===== Provided material =====

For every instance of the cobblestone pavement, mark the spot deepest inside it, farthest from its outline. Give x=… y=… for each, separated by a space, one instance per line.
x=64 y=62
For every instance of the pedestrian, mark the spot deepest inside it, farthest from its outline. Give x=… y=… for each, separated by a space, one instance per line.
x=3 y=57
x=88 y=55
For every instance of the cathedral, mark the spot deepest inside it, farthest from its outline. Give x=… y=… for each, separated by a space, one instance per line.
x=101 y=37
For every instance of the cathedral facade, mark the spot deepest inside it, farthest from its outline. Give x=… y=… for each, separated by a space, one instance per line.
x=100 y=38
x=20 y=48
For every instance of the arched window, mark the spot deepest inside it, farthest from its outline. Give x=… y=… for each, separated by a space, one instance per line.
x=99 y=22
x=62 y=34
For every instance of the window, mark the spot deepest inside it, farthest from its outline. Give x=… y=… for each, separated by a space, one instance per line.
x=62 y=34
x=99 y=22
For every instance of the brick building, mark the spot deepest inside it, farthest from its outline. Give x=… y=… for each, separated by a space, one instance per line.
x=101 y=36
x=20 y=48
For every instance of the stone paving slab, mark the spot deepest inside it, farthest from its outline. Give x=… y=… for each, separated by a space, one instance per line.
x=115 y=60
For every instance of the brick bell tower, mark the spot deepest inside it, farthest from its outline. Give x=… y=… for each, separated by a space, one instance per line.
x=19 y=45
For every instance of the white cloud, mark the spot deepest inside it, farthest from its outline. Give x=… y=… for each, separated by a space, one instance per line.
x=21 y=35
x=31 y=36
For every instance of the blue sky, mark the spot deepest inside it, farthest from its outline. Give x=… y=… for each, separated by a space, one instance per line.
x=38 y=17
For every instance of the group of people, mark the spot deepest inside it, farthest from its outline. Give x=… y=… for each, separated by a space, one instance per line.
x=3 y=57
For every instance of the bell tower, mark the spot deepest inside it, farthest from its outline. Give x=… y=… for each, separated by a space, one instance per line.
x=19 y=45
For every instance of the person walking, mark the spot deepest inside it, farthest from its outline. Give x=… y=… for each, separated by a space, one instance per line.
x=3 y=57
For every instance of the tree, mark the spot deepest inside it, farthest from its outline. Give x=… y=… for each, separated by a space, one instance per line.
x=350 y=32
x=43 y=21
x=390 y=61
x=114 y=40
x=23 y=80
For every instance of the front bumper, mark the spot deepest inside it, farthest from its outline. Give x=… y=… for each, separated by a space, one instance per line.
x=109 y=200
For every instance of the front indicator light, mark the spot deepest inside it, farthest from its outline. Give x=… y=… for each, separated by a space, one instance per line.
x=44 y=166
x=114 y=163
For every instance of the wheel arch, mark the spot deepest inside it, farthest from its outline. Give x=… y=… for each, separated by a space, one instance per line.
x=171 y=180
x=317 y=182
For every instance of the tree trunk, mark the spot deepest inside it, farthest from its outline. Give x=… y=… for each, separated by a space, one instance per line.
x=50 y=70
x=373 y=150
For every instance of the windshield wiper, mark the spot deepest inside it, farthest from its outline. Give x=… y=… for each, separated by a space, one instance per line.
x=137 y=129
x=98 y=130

=====

The required output is the full set of entries, reproduced verbatim.

For every instance of the cobblestone pavement, mark the spot deepest inside it, farthest from its outline. Give x=… y=… for each, separated by a space, one instance per line.
x=64 y=62
For every instance of the pedestrian, mark the spot deepest inside it, farthest from its outline. Give x=… y=… for each, separated by a space, one instance per line.
x=3 y=57
x=88 y=55
For every instance of the cathedral, mark the spot deepest inside it, farthest from its outline. Give x=… y=… for each, separated by a space, one instance per line.
x=101 y=37
For every instance of the cathedral facade, mark the spot deepest inside it, farthest from its outline. Give x=… y=… for each, separated by a space, one instance per line.
x=100 y=38
x=20 y=48
For every instance of the arched window, mark the spot deepest inside it, farthest from its outline. Give x=… y=… for each, separated by a space, one instance per line.
x=99 y=22
x=62 y=34
For every instance of the window, mark the spot deepest inside it, farthest from its outline. Give x=… y=… for each, separated by a space, one instance per line.
x=62 y=34
x=99 y=22
For every instance of the brick building, mark the spot deepest inside it, farthest from its outline. Give x=… y=… for each, separated by a space, one instance per line.
x=101 y=36
x=20 y=48
For every instance of the stone paving slab, mark the spot deepest inside it, farthest from its outline. Give x=… y=… for each, separated by a space, one instance per line.
x=115 y=60
For every instance of the brick bell tower, mark the spot deepest inside it, farthest from its outline. Give x=… y=… for each, separated by a space, one instance per line.
x=19 y=45
For every instance of the white cloud, mark the spot deepest inside it, farthest from its outline. Give x=… y=… for each, separated by a space, one instance per line.
x=21 y=35
x=31 y=36
For every instance of the blue sky, mark the spot deepest inside it, farthest from its outline. Give x=… y=… for each, separated by a space, one instance per line.
x=38 y=17
For every instance of the group of people, mark the spot deepest inside it, farthest from its outline. Give x=… y=… for each, separated by a space, one instance per line.
x=3 y=57
For every instance of the bell tower, mark the spot deepest inside it, farthest from its outline. Give x=… y=… for each, separated by a space, one instance per line.
x=19 y=45
For every instance of the person walking, mark the spot deepest inside it, farthest from its outline. Give x=… y=… for each, separated by a space, one instance per line.
x=3 y=57
For every instance of the tree, mark the spot deepest inside it, farthest from its outline. Give x=… y=… for each, separated by a space, one instance per line.
x=350 y=32
x=43 y=21
x=390 y=61
x=114 y=40
x=23 y=80
For every instance of the front bumper, mark the spot deepest inside it, farthest from its outline. Give x=… y=… for each, separated by a space, one instance per line.
x=109 y=200
For every instance of the front indicator light, mark the spot deepest inside it, farthest from its outline. Give x=… y=… for each, separated by a space, one instance per line.
x=44 y=166
x=114 y=163
For every instance of the wheel arch, mark the spot deepest inside it, farthest from its outline. Give x=… y=… for each, separated by a space, one instance per line.
x=171 y=180
x=317 y=182
For every instance of the tree trunk, mark the spot deepest inside it, farthest from its outline. Give x=… y=… for each, separated by a space, one instance per line.
x=50 y=70
x=373 y=150
For every instance of the windshield wiper, mark the spot deepest inside it, farthest from its outline. Give x=… y=… for each, separated by a space, one instance per line.
x=137 y=129
x=98 y=130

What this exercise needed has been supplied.